▶ _BRIEF_
Pull out every line in the data below that contains the string "steam", treating uppercase and lowercase as different.

▶ _RECORDS TO USE_
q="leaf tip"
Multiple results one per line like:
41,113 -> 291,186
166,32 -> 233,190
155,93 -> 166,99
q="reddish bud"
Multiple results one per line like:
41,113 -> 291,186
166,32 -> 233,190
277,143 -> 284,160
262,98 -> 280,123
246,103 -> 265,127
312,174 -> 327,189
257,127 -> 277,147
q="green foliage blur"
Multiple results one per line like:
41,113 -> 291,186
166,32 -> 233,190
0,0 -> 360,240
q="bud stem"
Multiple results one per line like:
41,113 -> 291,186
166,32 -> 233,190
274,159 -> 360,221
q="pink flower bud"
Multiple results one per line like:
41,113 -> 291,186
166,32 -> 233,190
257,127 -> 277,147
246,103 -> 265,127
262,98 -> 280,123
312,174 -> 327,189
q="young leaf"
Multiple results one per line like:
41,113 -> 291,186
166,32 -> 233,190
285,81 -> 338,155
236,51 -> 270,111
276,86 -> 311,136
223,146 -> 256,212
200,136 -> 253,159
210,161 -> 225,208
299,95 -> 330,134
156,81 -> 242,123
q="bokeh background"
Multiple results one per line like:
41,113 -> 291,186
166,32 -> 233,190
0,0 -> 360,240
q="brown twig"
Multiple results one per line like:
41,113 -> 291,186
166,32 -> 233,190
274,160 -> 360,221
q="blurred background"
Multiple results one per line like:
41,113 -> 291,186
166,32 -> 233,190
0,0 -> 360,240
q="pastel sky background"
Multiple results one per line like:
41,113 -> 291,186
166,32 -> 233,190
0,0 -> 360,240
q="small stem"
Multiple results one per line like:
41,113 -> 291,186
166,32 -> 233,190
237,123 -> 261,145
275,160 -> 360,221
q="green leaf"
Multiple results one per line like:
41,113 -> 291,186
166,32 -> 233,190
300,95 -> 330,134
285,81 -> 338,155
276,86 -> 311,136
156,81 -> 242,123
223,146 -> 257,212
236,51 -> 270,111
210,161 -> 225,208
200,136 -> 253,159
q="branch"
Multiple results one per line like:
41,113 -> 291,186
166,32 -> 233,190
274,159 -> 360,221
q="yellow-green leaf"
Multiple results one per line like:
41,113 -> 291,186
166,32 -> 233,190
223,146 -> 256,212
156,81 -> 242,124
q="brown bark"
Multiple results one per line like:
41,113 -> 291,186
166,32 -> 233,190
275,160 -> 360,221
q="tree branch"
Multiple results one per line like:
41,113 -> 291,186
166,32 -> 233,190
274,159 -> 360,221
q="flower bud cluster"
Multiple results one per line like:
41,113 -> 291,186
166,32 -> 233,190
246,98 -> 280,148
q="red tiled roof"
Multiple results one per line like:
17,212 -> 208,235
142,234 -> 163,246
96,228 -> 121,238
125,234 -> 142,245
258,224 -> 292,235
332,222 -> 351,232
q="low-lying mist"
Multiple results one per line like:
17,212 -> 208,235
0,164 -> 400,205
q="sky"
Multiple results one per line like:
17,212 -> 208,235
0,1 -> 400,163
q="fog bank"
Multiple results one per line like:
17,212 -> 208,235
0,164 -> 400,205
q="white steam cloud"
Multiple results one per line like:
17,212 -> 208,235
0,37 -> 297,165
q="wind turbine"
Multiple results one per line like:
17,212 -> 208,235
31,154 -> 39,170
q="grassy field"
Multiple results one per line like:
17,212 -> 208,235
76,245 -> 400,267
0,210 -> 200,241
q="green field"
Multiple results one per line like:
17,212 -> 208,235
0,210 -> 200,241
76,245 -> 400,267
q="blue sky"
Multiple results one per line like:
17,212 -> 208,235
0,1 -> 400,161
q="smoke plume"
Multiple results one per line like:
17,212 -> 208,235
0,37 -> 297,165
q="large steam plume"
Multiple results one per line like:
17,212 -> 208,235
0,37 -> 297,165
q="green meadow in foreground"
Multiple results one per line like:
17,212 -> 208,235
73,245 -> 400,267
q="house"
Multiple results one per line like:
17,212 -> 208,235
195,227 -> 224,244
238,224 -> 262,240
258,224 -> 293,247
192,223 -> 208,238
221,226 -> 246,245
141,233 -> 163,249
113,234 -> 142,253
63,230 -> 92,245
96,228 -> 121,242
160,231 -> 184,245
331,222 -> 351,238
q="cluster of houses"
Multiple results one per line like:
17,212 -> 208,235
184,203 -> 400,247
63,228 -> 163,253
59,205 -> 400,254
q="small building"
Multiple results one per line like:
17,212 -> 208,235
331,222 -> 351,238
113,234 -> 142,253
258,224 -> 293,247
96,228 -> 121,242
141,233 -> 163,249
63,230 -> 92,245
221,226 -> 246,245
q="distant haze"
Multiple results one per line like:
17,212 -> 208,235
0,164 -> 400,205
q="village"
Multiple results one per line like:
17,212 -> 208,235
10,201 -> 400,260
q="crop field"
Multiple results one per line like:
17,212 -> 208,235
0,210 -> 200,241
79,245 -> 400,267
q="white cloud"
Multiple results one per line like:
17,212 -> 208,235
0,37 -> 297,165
==
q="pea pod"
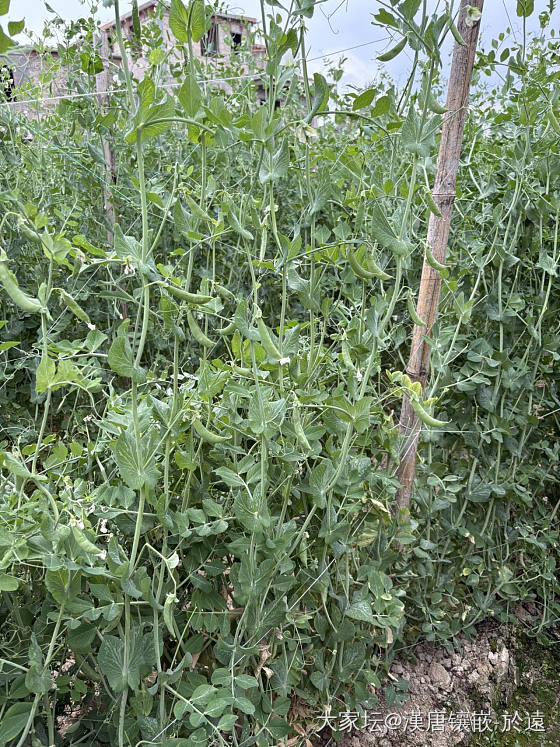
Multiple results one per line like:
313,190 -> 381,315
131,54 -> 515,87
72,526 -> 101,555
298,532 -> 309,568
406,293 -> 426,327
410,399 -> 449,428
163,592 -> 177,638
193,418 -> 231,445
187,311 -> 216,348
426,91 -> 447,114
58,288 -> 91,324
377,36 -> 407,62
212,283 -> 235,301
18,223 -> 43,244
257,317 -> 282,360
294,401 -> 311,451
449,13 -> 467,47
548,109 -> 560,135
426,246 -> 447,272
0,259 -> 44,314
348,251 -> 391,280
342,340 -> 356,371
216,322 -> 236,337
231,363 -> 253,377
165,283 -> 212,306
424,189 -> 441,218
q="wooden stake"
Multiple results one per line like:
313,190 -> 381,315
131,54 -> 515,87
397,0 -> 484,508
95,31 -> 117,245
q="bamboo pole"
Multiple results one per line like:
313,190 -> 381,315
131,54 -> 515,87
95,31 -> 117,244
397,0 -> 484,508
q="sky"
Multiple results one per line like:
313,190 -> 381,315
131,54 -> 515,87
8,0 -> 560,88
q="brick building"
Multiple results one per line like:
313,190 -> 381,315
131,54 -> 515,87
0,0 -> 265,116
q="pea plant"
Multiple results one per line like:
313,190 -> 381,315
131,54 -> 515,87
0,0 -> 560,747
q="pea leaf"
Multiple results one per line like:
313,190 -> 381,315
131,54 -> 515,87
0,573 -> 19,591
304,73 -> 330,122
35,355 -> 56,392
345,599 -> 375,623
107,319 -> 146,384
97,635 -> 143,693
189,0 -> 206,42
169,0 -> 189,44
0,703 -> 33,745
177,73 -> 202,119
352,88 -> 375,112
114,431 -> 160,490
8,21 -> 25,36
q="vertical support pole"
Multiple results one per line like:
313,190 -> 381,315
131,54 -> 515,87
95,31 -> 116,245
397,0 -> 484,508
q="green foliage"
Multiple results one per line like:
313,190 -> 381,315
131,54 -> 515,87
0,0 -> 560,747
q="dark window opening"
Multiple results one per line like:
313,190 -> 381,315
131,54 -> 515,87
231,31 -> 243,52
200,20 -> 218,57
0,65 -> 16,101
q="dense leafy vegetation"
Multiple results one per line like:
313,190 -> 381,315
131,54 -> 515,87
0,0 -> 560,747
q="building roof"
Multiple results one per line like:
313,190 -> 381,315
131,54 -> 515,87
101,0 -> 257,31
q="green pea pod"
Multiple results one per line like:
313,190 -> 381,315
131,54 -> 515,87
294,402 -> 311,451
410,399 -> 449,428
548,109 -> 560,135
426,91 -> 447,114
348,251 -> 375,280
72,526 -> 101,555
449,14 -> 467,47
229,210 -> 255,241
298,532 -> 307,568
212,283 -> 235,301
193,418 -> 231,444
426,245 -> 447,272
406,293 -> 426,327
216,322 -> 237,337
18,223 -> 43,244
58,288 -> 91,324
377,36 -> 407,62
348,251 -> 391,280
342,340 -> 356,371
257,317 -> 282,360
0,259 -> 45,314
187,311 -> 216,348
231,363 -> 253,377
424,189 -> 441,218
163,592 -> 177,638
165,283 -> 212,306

▶ _THE REPLY_
q="white steam cloud"
q="large steam plume"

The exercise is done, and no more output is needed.